# [Task list]
1. Check each statement against the report on Saudi investment in the United States. Mark each one yes or no, and quote the exact words of the report that settle it.
(a) The weapons sales agreement is worth $600bn.
(b) The White House shared a fact sheet on Tuesday.
(c) The Middle East tour is the first major international trip of Trump's first term.
2. Using the report on Saudi investment in the United States, answer these questions:
(a) How much will Saudi Arabia invest in the United States?
(b) Which areas of collaboration does the agreement also include?
(c) In which city was Trump on Tuesday?
3. Write a continuation of the report on Trump's Saudi Arabia visit, picking up after its final sentence.

>> start Given passage

The administration of United States President Donald Trump says that Saudi Arabia will invest $600bn in the United States, including through technology partnerships and a weapons sales agreement worth $142bn.

A fact sheet shared by the White House on Tuesday explains that the agreement, which also includes collaboration in areas such as energy and mineral development, is the largest-ever weapons sale between the two countries.

“The deals celebrated today are historic and transformative for both countries and represent a new golden era of partnership between the United States and Saudi Arabia,” the fact sheet reads.

The pact represents a deepening of economic and military ties between the two countries, a trend that has continued for decades under both Republican and Democratic US presidents.

Trump was in the Saudi capital of Riyadh on Tuesday as part of a Middle East tour, marking the first major international trip of his second term as president. Later in the week, he is expected to make stops in Qatar and the United Arab Emirates.

But already, the trip has renewed criticisms that Trump may use the diplomatic outing to advance personal interests.

>> end Given passage
>> start Records provided

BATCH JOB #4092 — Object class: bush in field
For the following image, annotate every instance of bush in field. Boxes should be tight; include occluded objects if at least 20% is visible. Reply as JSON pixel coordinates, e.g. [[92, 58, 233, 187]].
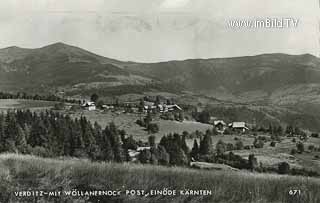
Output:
[[226, 143, 235, 151], [147, 123, 159, 133], [235, 140, 244, 150], [290, 149, 298, 155], [308, 145, 315, 151], [278, 162, 290, 174], [296, 142, 304, 153], [253, 138, 264, 148], [248, 154, 258, 171], [270, 141, 276, 147], [216, 140, 227, 156]]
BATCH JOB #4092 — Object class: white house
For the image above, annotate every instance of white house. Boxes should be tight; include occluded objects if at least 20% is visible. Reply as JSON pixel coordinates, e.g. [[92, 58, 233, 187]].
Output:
[[213, 120, 227, 133], [229, 122, 249, 132], [81, 101, 96, 111]]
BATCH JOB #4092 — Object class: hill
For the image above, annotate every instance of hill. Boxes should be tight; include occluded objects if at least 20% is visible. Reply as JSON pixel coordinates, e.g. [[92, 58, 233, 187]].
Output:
[[0, 43, 320, 129], [0, 43, 148, 93], [0, 154, 320, 203]]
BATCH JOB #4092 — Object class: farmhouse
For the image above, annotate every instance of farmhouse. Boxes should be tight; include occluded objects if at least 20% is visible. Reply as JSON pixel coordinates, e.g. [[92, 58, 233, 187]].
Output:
[[229, 122, 249, 132], [81, 101, 96, 111], [213, 120, 227, 132], [144, 102, 182, 113]]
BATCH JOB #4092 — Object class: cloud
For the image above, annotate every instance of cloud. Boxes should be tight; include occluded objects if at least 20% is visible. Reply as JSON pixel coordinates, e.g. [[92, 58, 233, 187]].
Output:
[[161, 0, 190, 9]]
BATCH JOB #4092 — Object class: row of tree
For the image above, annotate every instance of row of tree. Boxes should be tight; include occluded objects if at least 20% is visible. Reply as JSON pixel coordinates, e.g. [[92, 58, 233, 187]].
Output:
[[0, 110, 126, 162], [0, 92, 81, 103]]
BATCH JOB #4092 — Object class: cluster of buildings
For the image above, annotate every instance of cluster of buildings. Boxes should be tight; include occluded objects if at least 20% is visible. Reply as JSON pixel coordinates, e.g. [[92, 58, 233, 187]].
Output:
[[143, 102, 182, 113], [81, 101, 182, 113], [210, 119, 249, 133]]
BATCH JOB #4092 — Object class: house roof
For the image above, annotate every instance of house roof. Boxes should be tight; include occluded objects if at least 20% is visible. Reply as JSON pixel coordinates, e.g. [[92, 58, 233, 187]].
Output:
[[229, 122, 248, 129], [213, 120, 226, 125]]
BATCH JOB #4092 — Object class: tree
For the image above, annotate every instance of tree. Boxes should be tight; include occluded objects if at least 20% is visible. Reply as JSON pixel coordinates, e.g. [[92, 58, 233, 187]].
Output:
[[199, 133, 212, 155], [296, 142, 304, 153], [236, 140, 244, 150], [157, 145, 170, 165], [278, 162, 290, 174], [248, 154, 258, 171], [148, 135, 156, 147], [147, 123, 159, 133], [216, 140, 226, 156], [15, 125, 28, 154], [190, 139, 199, 160], [90, 93, 99, 102], [253, 138, 264, 148]]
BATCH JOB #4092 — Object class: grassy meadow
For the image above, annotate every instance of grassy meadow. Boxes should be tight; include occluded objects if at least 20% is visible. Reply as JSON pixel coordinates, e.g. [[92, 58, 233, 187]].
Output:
[[0, 154, 320, 203], [0, 99, 55, 111]]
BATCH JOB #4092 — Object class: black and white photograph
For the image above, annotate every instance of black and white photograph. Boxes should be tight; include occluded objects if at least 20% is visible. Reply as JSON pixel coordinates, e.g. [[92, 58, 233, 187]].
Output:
[[0, 0, 320, 203]]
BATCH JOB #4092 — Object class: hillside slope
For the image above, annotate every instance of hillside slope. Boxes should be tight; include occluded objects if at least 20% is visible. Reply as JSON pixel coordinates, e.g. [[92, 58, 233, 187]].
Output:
[[0, 154, 320, 203]]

>> end Records provided

# [Responses per task]
1.
(a) No: "a weapons sales agreement worth $142bn"
(b) Yes: "A fact sheet shared by the White House on Tuesday"
(c) No: "marking the first major international trip of his second term as president"

2.
(a) $600bn
(b) Energy and mineral development
(c) Riyadh, the Saudi capital

3.
The proposed transfer of a $400m luxury aeroplane, for instance, from Qatar to the US Department of Defence has raised questions in the US about the ethics and constitutionality of accepting gifts from foreign governments.

During his first term as president, in 2017, Trump likewise included Saudi Arabia on his first major trip abroad, a voyage that similarly culminated in a multibillion-dollar arms deal.

But the global outcry over the 2018 murder of Saudi journalist Jamal Khashoggi at a consulate in Istanbul briefly threatened to upend the relationship. The US government has alleged that forces linked to Saudi Crown Prince Mohammad bin Salman were responsible for the killing.

Tuesday’s agreement is designed to help modernise the Saudi military with “state-of-the-art warfighting equipment and services from over a dozen US defense firms”, according to the White House fact sheet.

“The first key component of this is upgrading the defence capabilities of Saudi Arabia,” Al Jazeera correspondent Hashem Ahelbarra reported from Riyadh.

“This is a country that has been trying to invest vast amounts of money over the last few years” in its military, he added.

But the newly minted deal is not limited to security cooperation. The agreement also lays out a plan in which Saudi Arabia will invest $20bn in energy infrastructure and data centres for artificial intelligence in the US, a significant infusion of cash into industries with close ties to the Trump administration.

In both areas, US companies stand to reap a potential windfall.

“Saudi Arabia wants to become one of the top global investors in artificial intelligence, and that’s why you see many tech CEOs here in Riyadh, who are looking forward to getting some of those contracts,” said Ahelbarra.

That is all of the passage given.